### Task objective
Could every line below be written out exactly as it appears?

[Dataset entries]

+ + +

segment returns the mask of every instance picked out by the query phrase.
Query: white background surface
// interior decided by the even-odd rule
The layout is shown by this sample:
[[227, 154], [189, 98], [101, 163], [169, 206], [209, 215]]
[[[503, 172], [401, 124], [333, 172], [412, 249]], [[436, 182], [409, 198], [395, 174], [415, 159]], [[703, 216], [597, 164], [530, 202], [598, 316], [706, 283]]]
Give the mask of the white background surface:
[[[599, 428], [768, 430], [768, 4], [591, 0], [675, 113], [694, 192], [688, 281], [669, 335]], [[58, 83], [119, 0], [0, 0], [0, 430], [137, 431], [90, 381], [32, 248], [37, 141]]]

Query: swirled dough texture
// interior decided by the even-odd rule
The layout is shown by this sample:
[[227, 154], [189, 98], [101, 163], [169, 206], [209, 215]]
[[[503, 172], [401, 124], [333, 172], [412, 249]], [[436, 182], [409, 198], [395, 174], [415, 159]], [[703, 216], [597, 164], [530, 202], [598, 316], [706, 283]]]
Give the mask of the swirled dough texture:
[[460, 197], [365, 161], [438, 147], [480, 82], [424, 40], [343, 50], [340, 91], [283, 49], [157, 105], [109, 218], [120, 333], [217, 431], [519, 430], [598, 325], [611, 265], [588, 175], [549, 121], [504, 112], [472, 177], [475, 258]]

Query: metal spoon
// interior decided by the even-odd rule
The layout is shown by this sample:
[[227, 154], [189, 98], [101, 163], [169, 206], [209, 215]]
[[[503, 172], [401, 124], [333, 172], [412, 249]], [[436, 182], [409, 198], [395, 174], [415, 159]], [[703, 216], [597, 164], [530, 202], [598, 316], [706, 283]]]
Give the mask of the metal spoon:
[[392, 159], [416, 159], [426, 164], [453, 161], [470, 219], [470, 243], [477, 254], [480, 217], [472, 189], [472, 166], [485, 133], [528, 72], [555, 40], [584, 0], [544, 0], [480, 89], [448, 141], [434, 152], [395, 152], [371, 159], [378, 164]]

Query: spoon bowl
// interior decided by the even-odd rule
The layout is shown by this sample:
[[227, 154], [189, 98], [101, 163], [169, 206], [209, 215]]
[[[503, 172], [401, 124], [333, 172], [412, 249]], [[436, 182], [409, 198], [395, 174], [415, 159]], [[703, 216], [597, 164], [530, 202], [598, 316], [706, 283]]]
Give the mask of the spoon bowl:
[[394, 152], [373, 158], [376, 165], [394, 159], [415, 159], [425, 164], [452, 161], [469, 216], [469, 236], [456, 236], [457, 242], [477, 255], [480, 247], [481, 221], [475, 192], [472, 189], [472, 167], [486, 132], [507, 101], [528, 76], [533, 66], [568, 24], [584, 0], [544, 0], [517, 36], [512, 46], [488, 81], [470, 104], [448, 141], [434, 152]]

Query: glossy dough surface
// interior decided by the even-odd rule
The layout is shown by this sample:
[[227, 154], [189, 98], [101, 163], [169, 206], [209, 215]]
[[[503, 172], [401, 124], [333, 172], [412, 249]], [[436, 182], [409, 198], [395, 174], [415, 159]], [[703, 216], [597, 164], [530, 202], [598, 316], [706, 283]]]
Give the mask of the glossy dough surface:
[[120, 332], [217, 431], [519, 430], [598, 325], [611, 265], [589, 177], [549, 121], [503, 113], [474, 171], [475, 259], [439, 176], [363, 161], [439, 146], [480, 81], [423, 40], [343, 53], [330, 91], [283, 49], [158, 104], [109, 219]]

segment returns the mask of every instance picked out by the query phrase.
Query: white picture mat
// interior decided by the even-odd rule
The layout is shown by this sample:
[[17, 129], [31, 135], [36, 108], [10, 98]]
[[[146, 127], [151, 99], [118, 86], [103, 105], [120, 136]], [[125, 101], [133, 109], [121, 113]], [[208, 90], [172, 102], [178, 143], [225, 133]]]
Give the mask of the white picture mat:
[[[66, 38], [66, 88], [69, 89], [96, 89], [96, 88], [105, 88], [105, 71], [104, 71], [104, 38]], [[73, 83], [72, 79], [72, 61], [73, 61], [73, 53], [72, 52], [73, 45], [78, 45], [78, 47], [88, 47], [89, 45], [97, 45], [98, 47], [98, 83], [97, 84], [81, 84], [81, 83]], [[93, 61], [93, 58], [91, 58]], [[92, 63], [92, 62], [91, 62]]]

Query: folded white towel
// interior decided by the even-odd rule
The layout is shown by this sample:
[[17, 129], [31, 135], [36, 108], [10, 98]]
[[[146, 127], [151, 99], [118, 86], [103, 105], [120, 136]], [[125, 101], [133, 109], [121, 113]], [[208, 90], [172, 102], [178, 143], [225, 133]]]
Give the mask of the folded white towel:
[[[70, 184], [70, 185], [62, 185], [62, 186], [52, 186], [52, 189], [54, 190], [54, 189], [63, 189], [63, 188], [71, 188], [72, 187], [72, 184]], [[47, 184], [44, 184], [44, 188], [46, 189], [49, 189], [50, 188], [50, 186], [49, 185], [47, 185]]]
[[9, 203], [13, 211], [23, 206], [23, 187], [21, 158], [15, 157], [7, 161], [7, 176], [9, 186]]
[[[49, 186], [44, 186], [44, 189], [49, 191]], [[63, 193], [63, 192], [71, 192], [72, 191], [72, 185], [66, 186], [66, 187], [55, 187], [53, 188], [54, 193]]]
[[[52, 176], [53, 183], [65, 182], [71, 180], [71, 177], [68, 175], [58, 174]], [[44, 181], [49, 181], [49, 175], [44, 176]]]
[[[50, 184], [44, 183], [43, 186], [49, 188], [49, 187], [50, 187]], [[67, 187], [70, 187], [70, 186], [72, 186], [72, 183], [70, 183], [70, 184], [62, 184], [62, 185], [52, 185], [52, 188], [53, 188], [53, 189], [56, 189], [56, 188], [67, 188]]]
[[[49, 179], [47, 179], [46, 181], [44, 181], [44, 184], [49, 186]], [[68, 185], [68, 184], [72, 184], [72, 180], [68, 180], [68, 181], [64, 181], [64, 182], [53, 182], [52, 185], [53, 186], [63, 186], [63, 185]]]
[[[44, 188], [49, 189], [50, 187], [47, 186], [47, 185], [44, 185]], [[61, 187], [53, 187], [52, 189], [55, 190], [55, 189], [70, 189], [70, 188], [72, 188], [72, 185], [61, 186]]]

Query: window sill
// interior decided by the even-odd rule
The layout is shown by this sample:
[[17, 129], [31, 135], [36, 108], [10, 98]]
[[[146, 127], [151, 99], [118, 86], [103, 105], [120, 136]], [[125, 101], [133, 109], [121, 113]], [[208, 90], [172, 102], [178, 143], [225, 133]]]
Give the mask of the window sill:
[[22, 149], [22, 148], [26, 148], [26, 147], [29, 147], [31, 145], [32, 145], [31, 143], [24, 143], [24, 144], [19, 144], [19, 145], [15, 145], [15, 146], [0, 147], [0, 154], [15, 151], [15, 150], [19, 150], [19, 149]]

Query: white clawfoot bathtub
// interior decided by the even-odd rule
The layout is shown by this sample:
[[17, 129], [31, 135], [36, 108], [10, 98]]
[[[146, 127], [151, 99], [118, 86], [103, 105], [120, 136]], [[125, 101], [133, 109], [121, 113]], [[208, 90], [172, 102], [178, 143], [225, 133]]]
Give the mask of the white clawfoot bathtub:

+ + +

### Problem solution
segment returns the mask of every instance picked out by the query phrase.
Query: white background surface
// interior decided by the even-odd rule
The layout is shown by this sample:
[[227, 154], [189, 98], [101, 163], [169, 206], [209, 215]]
[[[503, 172], [401, 124], [333, 172], [412, 249]], [[436, 182], [409, 198], [395, 174], [415, 159]], [[703, 216], [597, 164], [530, 202], [598, 316], [706, 283]]]
Give the mask of the white background surface:
[[[599, 428], [768, 430], [768, 4], [591, 0], [675, 113], [694, 192], [688, 281], [669, 335]], [[58, 83], [119, 0], [0, 0], [0, 430], [137, 431], [90, 381], [32, 248], [37, 141]]]

Query: swirled dough texture
// interior decided by the even-odd rule
The layout is shown by this sample:
[[227, 154], [189, 98], [101, 163], [169, 206], [209, 215]]
[[[503, 172], [401, 124], [333, 172], [412, 249]], [[436, 182], [409, 198], [395, 174], [415, 159]], [[703, 216], [597, 164], [530, 202], [598, 316], [706, 283]]]
Give the mask of the swirled dough texture:
[[460, 197], [365, 161], [438, 147], [480, 82], [424, 40], [343, 50], [340, 91], [283, 49], [157, 105], [109, 218], [120, 333], [217, 431], [519, 430], [598, 325], [611, 265], [588, 175], [549, 121], [504, 112], [472, 177], [475, 258]]

Query: metal spoon
// interior decided by the even-odd rule
The layout is shown by this sample:
[[227, 154], [189, 98], [101, 163], [169, 206], [209, 215]]
[[[503, 172], [401, 124], [333, 172], [412, 249]], [[436, 182], [409, 198], [395, 174], [415, 159]], [[703, 216], [597, 164], [530, 202], [598, 316], [706, 283]]]
Give the mask of the metal spoon:
[[392, 159], [416, 159], [426, 164], [453, 161], [470, 219], [470, 243], [477, 254], [480, 217], [472, 189], [472, 166], [485, 133], [528, 72], [555, 40], [584, 0], [544, 0], [480, 89], [448, 141], [434, 152], [395, 152], [371, 159], [378, 164]]

Query: spoon bowl
// interior decided by the even-odd rule
The layout is shown by this sample:
[[227, 154], [189, 98], [101, 163], [169, 206], [209, 215]]
[[[503, 172], [401, 124], [333, 172], [412, 249]], [[436, 182], [409, 198], [395, 174], [415, 159]], [[703, 216], [597, 164], [530, 202], [598, 316], [706, 283]]]
Give the mask of the spoon bowl:
[[394, 152], [373, 158], [376, 165], [394, 159], [415, 159], [425, 164], [452, 161], [469, 216], [469, 236], [456, 236], [457, 242], [477, 255], [480, 247], [481, 221], [475, 192], [472, 189], [472, 167], [486, 132], [507, 101], [528, 76], [533, 66], [568, 24], [584, 0], [544, 0], [517, 36], [512, 46], [488, 81], [470, 104], [448, 141], [434, 152]]

Query: glossy dough surface
// interior decided by the even-odd rule
The layout is shown by this sample:
[[227, 154], [189, 98], [101, 163], [169, 206], [209, 215]]
[[[503, 172], [401, 124], [333, 172], [412, 249]], [[436, 182], [409, 198], [395, 174], [415, 159]], [[703, 216], [597, 164], [530, 202], [598, 316], [706, 283]]]
Give the mask of the glossy dough surface:
[[120, 332], [217, 431], [519, 430], [598, 325], [611, 265], [589, 177], [549, 121], [503, 113], [474, 171], [475, 259], [439, 176], [363, 161], [439, 146], [480, 81], [423, 40], [343, 53], [330, 91], [283, 49], [158, 104], [109, 219]]

segment returns the mask of every instance picked out by the query phrase.
Query: white picture mat
// interior decided by the even-odd rule
The layout is shown by this sample:
[[17, 129], [31, 135], [36, 108], [10, 98]]
[[[146, 127], [151, 99], [118, 86], [103, 105], [120, 136]], [[125, 101], [133, 109], [121, 113]], [[208, 90], [172, 102], [178, 143], [225, 133]]]
Give the mask of the white picture mat:
[[[66, 38], [66, 88], [69, 89], [96, 89], [96, 88], [105, 88], [105, 71], [104, 71], [104, 38]], [[73, 83], [72, 79], [72, 61], [73, 61], [73, 53], [72, 52], [73, 45], [78, 45], [78, 47], [88, 47], [89, 45], [97, 45], [98, 47], [98, 83], [97, 84], [81, 84], [81, 83]], [[93, 61], [93, 58], [91, 58]], [[92, 63], [92, 62], [91, 62]]]

Query: folded white towel
// interior decided by the even-odd rule
The layout is shown by this sample:
[[17, 129], [31, 135], [36, 108], [10, 98]]
[[[146, 127], [151, 99], [118, 86], [103, 105], [120, 136]], [[125, 101], [133, 109], [121, 113]], [[208, 90], [172, 102], [178, 143], [225, 133]]]
Give the mask of the folded white towel:
[[[70, 184], [70, 185], [62, 185], [62, 186], [52, 186], [52, 189], [54, 190], [54, 189], [63, 189], [63, 188], [71, 188], [72, 187], [72, 184]], [[47, 184], [44, 184], [44, 188], [46, 189], [49, 189], [50, 188], [50, 186], [49, 185], [47, 185]]]
[[9, 203], [13, 211], [23, 206], [23, 187], [21, 158], [15, 157], [7, 161], [7, 176], [9, 186]]
[[[49, 186], [44, 186], [44, 189], [49, 191]], [[63, 193], [63, 192], [71, 192], [72, 191], [72, 185], [66, 186], [66, 187], [55, 187], [53, 188], [54, 193]]]
[[[52, 176], [53, 183], [65, 182], [71, 180], [71, 177], [68, 175], [58, 174]], [[44, 181], [49, 181], [49, 175], [44, 176]]]
[[[50, 184], [44, 183], [43, 186], [49, 188], [49, 187], [50, 187]], [[67, 187], [70, 187], [70, 186], [72, 186], [72, 183], [70, 183], [70, 184], [62, 184], [62, 185], [52, 185], [52, 188], [53, 188], [53, 189], [56, 189], [56, 188], [67, 188]]]
[[[49, 179], [47, 179], [46, 181], [44, 181], [44, 184], [49, 186]], [[68, 185], [68, 184], [72, 184], [72, 180], [68, 180], [68, 181], [64, 181], [64, 182], [53, 182], [52, 185], [53, 186], [63, 186], [63, 185]]]
[[[44, 188], [49, 189], [50, 187], [47, 186], [47, 185], [44, 185]], [[61, 187], [53, 187], [52, 189], [55, 190], [55, 189], [70, 189], [70, 188], [72, 188], [72, 185], [61, 186]]]

Query: window sill
// interior decided by the even-odd rule
The layout is shown by this sample:
[[17, 129], [31, 135], [36, 108], [10, 98]]
[[[146, 127], [151, 99], [118, 86], [103, 105], [120, 136]], [[125, 101], [133, 109], [121, 113]], [[208, 90], [172, 102], [178, 143], [225, 133]]]
Give the mask of the window sill:
[[22, 149], [22, 148], [26, 148], [26, 147], [29, 147], [31, 145], [32, 145], [31, 143], [24, 143], [24, 144], [19, 144], [19, 145], [15, 145], [15, 146], [0, 147], [0, 154], [15, 151], [15, 150], [19, 150], [19, 149]]

Query: white clawfoot bathtub
// interior decided by the even-odd rule
The layout is shown by this sample:
[[17, 129], [31, 135], [36, 108], [10, 98]]
[[[146, 127], [151, 99], [118, 86], [103, 105], [120, 136]], [[125, 101], [133, 109], [121, 113]], [[208, 90], [172, 102], [178, 143], [225, 133]]]
Give the mask of the white clawfoot bathtub:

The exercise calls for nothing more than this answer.